What is required |
Please return the listing exactly, line for line.

Provided entries |
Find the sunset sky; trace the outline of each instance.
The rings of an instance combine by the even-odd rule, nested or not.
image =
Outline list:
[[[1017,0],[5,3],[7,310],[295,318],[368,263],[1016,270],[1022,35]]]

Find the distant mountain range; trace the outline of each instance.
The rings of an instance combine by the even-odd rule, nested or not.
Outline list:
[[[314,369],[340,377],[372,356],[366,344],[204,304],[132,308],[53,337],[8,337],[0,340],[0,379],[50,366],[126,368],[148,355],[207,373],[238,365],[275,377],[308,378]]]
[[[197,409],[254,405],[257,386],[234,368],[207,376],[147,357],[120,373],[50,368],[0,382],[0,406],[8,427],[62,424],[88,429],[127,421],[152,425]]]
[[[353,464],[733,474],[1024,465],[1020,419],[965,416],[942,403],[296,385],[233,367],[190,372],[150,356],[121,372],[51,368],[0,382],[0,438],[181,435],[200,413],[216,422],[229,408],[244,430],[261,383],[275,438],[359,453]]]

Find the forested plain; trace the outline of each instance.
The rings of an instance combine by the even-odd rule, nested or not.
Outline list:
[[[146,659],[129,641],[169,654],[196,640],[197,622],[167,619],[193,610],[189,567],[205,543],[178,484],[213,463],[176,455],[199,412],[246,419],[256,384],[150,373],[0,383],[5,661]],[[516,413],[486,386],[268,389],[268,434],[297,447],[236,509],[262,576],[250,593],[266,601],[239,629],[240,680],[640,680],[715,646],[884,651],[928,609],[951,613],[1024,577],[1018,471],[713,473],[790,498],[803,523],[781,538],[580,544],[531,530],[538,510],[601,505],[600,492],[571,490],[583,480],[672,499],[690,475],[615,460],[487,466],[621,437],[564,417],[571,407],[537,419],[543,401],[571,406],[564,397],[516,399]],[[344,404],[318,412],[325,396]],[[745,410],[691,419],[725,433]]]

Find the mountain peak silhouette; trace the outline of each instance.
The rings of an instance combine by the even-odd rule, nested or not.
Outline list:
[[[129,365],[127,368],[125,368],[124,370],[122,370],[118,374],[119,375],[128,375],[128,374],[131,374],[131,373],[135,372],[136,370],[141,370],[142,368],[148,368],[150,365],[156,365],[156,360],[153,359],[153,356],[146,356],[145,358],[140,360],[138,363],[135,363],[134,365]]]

Expected output |
Find the sunset sky; trace the outline of each instance.
The rings of an instance combine by the even-odd rule, nested or not.
image =
Outline list:
[[[1017,0],[5,3],[7,310],[295,318],[368,263],[1016,270],[1022,35]]]

Find the distant mountain range; trace the outline of each instance.
The rings of an instance combine by the even-odd rule, nested or not.
Outline list:
[[[314,369],[340,377],[372,356],[366,344],[204,304],[132,308],[53,337],[8,337],[0,340],[0,379],[50,366],[126,368],[148,355],[207,373],[238,365],[275,377],[308,378]]]
[[[197,409],[254,405],[257,386],[234,368],[207,376],[147,357],[120,373],[50,368],[0,382],[0,406],[8,427],[62,424],[88,429],[127,421],[152,425]]]
[[[353,464],[733,474],[1024,465],[1020,419],[965,416],[942,403],[296,385],[233,367],[190,372],[150,356],[121,372],[51,368],[0,382],[0,438],[181,435],[200,413],[216,422],[229,408],[244,430],[261,383],[275,438],[359,453]]]

Find the forested plain; trace the outline of each instance.
The rings of an instance combine by the even-odd rule, nested or not.
Outline list:
[[[146,659],[129,641],[169,654],[196,640],[197,622],[167,619],[193,610],[189,567],[205,543],[178,484],[213,463],[176,455],[199,412],[246,419],[256,384],[150,373],[0,383],[5,661]],[[516,413],[486,386],[268,389],[268,434],[297,447],[236,509],[262,576],[250,593],[266,601],[239,629],[240,680],[640,680],[715,646],[884,651],[928,609],[951,613],[1024,577],[1018,471],[713,473],[790,498],[803,523],[781,538],[580,544],[531,530],[538,510],[601,505],[600,492],[571,490],[583,480],[672,499],[690,475],[615,460],[487,466],[621,437],[564,417],[571,407],[537,419],[543,401],[571,406],[564,397],[516,399]],[[344,404],[318,412],[325,396]],[[745,410],[691,419],[725,433]]]

Find the mountain peak silhouette; trace the outline of each instance.
The rings of an instance combine by the even-odd rule, nested or not.
Outline list:
[[[129,365],[127,368],[125,368],[124,370],[122,370],[118,374],[119,375],[128,375],[128,374],[131,374],[131,373],[135,372],[136,370],[141,370],[142,368],[148,368],[150,365],[156,365],[156,360],[153,359],[153,356],[146,356],[145,358],[140,360],[138,363],[135,363],[134,365]]]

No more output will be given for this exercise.